■ ESTRATTO DELLA FONTE:
····················

Umberto, Franco, guardate un po’, che ve ne pare? Eh, che ve ne pare? Ragazzi guardate, ragazzi, eh? Rinaldo, ti prego osserva, osserva bene.

La battuta, comica e anche assurda, identifica il rapporto tra Durcet e il sedere, ovvero il deretano, come recita spesso la sceneggiatura. Il sedere è, secondo lo spirito del testo di Sade, l’oggetto privilegiato dell’immaginario libertino. Identificato come parte del corpo che si connette a un atto sessuale contro-natura, per definizione sterile, infecondo, il sedere viene per questo idoleggiato dai pensatori che cercano di realizzare un’operazione intellettuale ai danni della Natura: fare del piacere un obiettivo assoluto, sciolto da qualsiasi finalità, puro nella sua autonomia. Il Presidente è il primo signore che si sottopone a un atto sodomitico: dopo aver esibito la ‘bellezza’ del suo sedere, chiede esplicitamente a Efisio di essere sodomizzato. E, più avanti, nella scena del concorso sul deretano più bello, Durcet confesserà esplicitamente che il suo giudizio è di parte, in quanto emesso da chi nutre una spiccata preferenza per gli uomini.

Durcet, il Presidente, è dunque la caricatura di quella tipologia di omosessuale che viene chiamata “checca”: un uomo non giovane, di natura timido, effeminato, dalle mosse ambigue, codardo. Il gesto di esibire il sedere per ottenerne apprezzamento, con parole patetiche, è il gesto di una “checca” invecchiata (all’inizio del film lo vediamo ostentare un cappotto con un sovrabbondante bavero di pelliccia, come potevano portare i gagà di provincia o i potenti arricchiti).

····················

■ ESERCIZI DA SVOLGERE:
- 1) Nel brano su Durcet, riscrivi tutto da "Durcet, il Presidente, è" fino a "i potenti arricchiti).", mettendo "mantello" al posto di "cappotto".
- 2) Scrivi il seguito del brano su Durcet, partendo subito dopo la sua ultima frase.
Le righe che seguono non c'entrano nulla con questo.

····················

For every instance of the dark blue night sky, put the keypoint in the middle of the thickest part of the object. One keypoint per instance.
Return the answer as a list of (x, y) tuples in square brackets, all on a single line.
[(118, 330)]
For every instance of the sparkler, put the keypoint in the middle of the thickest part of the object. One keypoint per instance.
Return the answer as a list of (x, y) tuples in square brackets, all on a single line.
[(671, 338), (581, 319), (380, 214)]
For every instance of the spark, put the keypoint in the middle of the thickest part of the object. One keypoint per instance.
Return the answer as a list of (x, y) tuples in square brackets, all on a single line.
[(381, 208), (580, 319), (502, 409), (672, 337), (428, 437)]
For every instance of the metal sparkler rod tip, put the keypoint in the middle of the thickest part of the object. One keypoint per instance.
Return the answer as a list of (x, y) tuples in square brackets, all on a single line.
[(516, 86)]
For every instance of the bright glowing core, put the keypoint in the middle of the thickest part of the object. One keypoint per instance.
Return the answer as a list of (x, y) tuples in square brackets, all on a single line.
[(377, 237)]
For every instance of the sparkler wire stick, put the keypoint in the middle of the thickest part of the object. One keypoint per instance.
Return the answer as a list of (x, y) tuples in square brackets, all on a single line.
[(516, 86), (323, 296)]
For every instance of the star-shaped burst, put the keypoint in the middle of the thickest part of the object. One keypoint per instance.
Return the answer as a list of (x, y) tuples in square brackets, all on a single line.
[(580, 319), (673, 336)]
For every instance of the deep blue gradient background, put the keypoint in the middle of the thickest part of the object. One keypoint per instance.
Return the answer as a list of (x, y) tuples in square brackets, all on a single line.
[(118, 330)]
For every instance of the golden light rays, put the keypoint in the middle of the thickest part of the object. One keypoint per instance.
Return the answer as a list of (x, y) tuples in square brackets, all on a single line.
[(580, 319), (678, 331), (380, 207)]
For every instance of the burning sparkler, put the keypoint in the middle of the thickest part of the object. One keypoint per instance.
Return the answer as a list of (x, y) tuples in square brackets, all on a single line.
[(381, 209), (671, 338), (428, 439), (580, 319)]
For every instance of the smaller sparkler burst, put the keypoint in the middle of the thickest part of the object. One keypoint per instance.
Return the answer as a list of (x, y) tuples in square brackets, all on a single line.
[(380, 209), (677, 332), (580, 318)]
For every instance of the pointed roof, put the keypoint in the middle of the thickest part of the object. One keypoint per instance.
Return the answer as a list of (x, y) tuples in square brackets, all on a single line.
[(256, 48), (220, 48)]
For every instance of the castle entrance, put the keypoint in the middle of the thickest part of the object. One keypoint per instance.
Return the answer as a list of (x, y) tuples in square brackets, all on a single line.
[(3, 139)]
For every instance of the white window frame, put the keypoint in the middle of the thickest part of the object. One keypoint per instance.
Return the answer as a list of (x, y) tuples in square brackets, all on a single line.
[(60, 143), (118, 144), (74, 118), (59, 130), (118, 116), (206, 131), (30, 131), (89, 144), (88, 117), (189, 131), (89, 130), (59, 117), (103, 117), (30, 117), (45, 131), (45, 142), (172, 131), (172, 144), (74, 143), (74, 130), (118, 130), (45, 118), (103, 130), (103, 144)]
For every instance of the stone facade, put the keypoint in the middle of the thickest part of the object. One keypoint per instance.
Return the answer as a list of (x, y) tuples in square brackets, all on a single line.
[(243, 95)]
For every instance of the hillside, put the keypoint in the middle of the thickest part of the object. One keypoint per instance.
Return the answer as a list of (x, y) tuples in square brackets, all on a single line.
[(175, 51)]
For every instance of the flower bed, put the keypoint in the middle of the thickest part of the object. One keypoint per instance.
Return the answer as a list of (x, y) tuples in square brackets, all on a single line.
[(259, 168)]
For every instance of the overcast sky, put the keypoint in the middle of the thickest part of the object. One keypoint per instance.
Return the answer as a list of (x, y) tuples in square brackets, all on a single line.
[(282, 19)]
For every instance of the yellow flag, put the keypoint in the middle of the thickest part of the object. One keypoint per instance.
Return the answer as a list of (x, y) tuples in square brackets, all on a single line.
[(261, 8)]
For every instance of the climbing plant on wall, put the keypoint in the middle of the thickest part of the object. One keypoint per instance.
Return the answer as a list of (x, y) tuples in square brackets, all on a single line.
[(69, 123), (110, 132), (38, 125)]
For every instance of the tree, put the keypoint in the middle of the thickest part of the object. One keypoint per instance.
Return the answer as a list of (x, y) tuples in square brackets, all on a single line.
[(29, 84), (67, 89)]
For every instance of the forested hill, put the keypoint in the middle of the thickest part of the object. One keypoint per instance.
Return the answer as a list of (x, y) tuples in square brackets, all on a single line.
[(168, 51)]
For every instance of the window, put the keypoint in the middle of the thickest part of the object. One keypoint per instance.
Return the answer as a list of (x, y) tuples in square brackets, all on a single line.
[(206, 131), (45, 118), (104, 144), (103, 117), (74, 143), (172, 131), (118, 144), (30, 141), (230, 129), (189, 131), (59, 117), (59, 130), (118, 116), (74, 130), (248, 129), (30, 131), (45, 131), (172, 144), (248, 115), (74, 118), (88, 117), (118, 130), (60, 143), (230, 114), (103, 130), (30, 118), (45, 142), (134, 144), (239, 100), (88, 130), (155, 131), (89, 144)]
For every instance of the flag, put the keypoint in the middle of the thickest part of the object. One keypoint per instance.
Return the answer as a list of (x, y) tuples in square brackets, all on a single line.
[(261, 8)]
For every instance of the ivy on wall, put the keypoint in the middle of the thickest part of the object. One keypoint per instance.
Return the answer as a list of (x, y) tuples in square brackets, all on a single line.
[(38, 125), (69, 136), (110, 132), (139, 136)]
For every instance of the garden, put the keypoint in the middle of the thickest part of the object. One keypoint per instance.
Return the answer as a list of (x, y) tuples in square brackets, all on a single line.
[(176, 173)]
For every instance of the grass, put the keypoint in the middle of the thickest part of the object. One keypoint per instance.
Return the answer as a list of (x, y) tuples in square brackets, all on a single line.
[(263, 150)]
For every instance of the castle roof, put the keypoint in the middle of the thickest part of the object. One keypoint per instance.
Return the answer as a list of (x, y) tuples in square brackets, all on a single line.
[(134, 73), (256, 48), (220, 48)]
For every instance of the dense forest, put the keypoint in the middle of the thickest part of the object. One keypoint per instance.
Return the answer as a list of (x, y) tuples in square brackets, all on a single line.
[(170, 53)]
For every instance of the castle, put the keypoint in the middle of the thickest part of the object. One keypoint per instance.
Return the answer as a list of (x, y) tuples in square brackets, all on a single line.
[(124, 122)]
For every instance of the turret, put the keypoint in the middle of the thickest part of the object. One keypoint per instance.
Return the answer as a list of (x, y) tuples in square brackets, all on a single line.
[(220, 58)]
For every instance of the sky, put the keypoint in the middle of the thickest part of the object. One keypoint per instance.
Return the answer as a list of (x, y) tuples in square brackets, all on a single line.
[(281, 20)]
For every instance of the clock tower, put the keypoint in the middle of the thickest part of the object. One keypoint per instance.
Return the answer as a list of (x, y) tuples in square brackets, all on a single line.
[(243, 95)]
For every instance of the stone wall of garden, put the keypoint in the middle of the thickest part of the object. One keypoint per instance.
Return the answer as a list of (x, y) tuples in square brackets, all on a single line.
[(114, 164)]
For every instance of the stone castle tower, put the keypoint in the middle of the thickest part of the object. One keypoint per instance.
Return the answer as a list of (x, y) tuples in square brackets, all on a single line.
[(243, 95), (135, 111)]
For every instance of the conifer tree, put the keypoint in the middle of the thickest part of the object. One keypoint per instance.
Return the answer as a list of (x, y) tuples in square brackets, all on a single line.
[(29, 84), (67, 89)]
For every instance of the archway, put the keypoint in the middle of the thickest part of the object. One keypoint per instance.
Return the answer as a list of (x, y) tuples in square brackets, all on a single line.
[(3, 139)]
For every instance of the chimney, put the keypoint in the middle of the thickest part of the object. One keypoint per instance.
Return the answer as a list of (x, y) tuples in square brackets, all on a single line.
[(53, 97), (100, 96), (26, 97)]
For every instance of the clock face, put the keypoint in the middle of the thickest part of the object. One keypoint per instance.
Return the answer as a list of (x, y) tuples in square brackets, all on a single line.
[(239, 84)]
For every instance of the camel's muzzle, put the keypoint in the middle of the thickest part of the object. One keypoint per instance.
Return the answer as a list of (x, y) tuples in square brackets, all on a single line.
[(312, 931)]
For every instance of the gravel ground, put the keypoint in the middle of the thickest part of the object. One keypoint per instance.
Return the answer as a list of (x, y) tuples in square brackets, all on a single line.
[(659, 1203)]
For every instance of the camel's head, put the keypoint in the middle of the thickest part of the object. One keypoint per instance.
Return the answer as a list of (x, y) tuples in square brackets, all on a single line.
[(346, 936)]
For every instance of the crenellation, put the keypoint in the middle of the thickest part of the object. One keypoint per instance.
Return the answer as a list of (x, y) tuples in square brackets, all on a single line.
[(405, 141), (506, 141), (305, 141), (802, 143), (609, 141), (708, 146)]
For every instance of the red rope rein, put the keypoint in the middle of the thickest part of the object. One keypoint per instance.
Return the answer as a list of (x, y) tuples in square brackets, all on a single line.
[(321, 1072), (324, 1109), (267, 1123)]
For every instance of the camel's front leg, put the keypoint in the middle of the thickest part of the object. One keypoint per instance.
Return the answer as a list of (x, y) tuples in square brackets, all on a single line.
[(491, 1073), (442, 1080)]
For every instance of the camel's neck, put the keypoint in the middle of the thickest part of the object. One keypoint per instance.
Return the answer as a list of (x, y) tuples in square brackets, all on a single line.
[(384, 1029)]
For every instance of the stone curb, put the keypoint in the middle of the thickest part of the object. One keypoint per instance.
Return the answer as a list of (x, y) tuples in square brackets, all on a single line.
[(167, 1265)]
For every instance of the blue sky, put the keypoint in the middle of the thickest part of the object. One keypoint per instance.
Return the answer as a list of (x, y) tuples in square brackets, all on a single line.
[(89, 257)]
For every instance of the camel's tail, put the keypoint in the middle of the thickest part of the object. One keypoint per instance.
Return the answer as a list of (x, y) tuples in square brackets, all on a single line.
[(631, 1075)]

····················

■ RISULTATI:
- 1)
Durcet, il Presidente, è dunque la caricatura di quella tipologia di omosessuale che viene chiamata “checca”: un uomo non giovane, di natura timido, effeminato, dalle mosse ambigue, codardo. Il gesto di esibire il sedere per ottenerne apprezzamento, con parole patetiche, è il gesto di una “checca” invecchiata (all’inizio del film lo vediamo ostentare un mantello con un sovrabbondante bavero di pelliccia, come potevano portare i gagà di provincia o i potenti arricchiti).

- 2)
Ma il Presidente Durcet, che parla con la voce di Marco Bellocchio, è colui che pronuncia alcune fra le battute più incredibili, fuori contesto e vuote di tutto il film. Durcet non ragiona, non filosofeggia, non esibisce tratti di potere. Durcet fa battute: Pasolini concede a Valletti, dopo vent’anni di lavoro sommerso, di farsi riconoscere attraverso le tanto desiderate battute. Battute comiche? Propriamente le potremmo catalogare come “freddure”, cioè giochi di parole stupidi, ai quali ride solo il diretto interessato, e gli astanti per contagio surreale:

Durcet: Se i ragazzi erano 9, adesso sono 8. A proposito di 8, sapete la differenza che passa tra l’ora, il dottore e la famiglia?
Blangis: No, naturalmente. Ce lo dica, siamo ansiosi.
Durcet: L’ora è di un’ora, il dottore è d’ott’ore.
Vescovo: E la famiglia?...
Durcet: Sta bene, grazie.

Incapace di dire, incapace di comunicare, Durcet pronuncia battute nei momenti che interrompono improvvisamente la tensione della scena, la fanno crollare, scaricano nel gioco di parole l’atmosfera drammatica che domina nel film. Nel mezzo della scena delle torture, chiamando un altro collaborazionista, Umberto, gli fa vedere le torture che si svolgono nel cortile, e poi lo sottopone alla ignobile freddura: «Lo sai quello che fa un bolscevico quando si tuffa nel mar Rosso? Ah, non sai quello che fa un bolscevico quando si tuffa nel mar Rosso? Fa, “pluff”».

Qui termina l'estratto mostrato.